• **Предложенный отрывок**:
+--

Вести примчались во Франкфурт-на-Майне, едва опередив крестьян, бежавших от наступления католиков, словно птицы от грозы. Оксеншерна снова провел бессонную ночь, борясь с тревогой. Фекьер беспокоился меньше; для него поражение шведов, хотя и слишком резкое, на его вкус, имело свои выгоды. Депутаты Хайльброннской лиги сбежались к нему просить защиты, два саксонских округа, напуганные возможностью нового наступления римской католической церкви на север, примкнули к альянсу и отдались на милость Ришелье.
С позиции религиозного конфликта победа при Нёрдлингене была для католиков столь же оглушительной, сколь сокрушительным было поражение при Брейтенфельде; в династическом плане она подняла престиж Габсбургов на недосягаемую высоту; с военной точки зрения она нанесла смертельный удар по репутации шведской армии и увенчала славой испанцев; в политическом же отношении она позволила Ришелье взять в свои руки руководство защитой протестантов и подняла занавес над последним актом германской трагедии, в которой Бурбоны и Габсбурги наконец вступили в открытую борьбу до неизбежного конца.
Нёрдлинген, который во многом был куда драматичнее и фатальнее Брейтенфельда, тем не менее не отметил собою какого-либо периода европейской истории. Ликования с одной стороны, плач с другой, звучавшие в то время не менее громко, чем после битвы при Брейтенфельде, постепенно затихли. В династическом противоборстве Бурбоны, проводившие более разумную политику и более устойчивые к потрясениям, не могли не победить Габсбургов. Битва за Нёрдлинген, последовавшее за ней наступление, омоложение династии под властью двух принцев было не чем иным, как внезапной вспышкой потухающей свечи. Принцы, которые на следующий после битвы день проехали вдоль выстроившихся солдат под крики «Да здравствует Испания», пошли каждый своим путем: один к долгим годам тревог и поражений, другой, быть может к счастью для него, чтобы умереть в Брюсселе еще до того, как окончательно угаснут порожденные им надежды.
Тотчас же после победы венгерский король предложил кузену остаться в Германии на осень и докончить начатое дело, но кардинал-инфант не без оснований хотел как можно скорее добраться до Брюсселя. В конце концов, Нидерланды и были его настоящей целью. Уговоры Фердинанда II его не убедили, и почти сразу же после битвы испанские и имперские войска снова разделились, кардинал-инфант отправился на Рейн с небольшим числом германских вспомогательных сил под командованием Пикколомини, а король Венгрии двинулся на запад через Франконию и Вюртемберг.

+--

• **Фрагмент данных**:
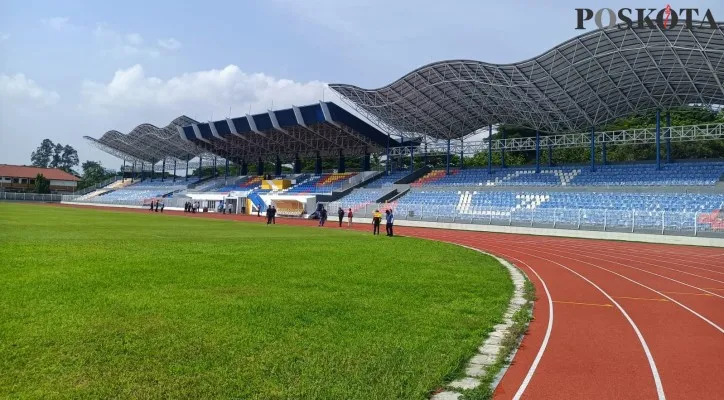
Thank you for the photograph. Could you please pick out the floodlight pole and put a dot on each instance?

+--

• **Цель упражнения**: Продолжите, пожалуйста, отрывок о битве при Нёрдлингене, начав сразу после его последнего предложения. Данные для этого упражнения не понадобятся.

• **Ответ**:
Победа вернула имперским войскам боевой дух, и, продвигаясь по Вюртембергу, они все сметали на своем пути. Иоганн фон Верт, командир баварской кавалерии, дослужившийся до офицеров из рядовых, и Изолани, начальник хорватского контингента, подавили последние слабые очаги протестантского сопротивления. Геппинген пал 15 сентября, Хайльбронн – 16-го, Вайблинген – 18-го; 20 сентября король Венгрии вошел в Штутгарт и установил власть императора над всем Вюртембергом. Между тем Пикколомини и испанцы добрались до Рейна; 18 сентября они взяли Ротенбург, 19-го переправились через Майн, 30-го овладели Ашаффенбургом, 15 октября – Швайнфуртом, и Хайльброннская лига поспешно перебралась из Франкфурта-на-Майне в Майнц, полагая, что там безопаснее. Оксеншерна остался, чтобы принять отступавшие войска, числом всего 12 тысяч человек, павших духом, мятежных, не получавших содержания. Он понимал, что спасти положение можно только одним способом: назначить Бернгарда единственным главнокомандующим и просить денег у Ришелье.
Лавина бедствий набирала силу, на глазах у теряющего надежду Оксеншерны одна за другой отсекались ветви Хайльброннской лиги. Нюрнберг был взят 23 сентября, 5 октября – Кенцинген, 21-го – Вюрцбург. В Южной Германии держались только Аугсбург и крепость Хоэнтвиль (ныне руины у города Зинген западнее Боденского озера); на Майне – Ханау; в южных прирейнских землях – Страсбург и Гейдельберг (Хайдельберг). Хайльброннская лига полностью потеряла два из четырех округов и все главные города в Центральной и Южной Германии, кроме Аугсбурга. Уже невозможно было собрать денег за счет налогов с и без того уже обескровленной Швеции, где громко требовали немедленного мира, а ресурсы немецких союзников она неуклонно теряла. От Банера из Силезии пришли удручающие известия о том, что курфюрсты Саксонии и Бранденбурга готовы отречься от шведов, что голодным и оборванным войскам в Северной Германии неоткуда взять денег, что в Силезии им отказали в постое и теперь им придется идти на зимние квартиры аж до самого Магдебурга и Хальберштадта.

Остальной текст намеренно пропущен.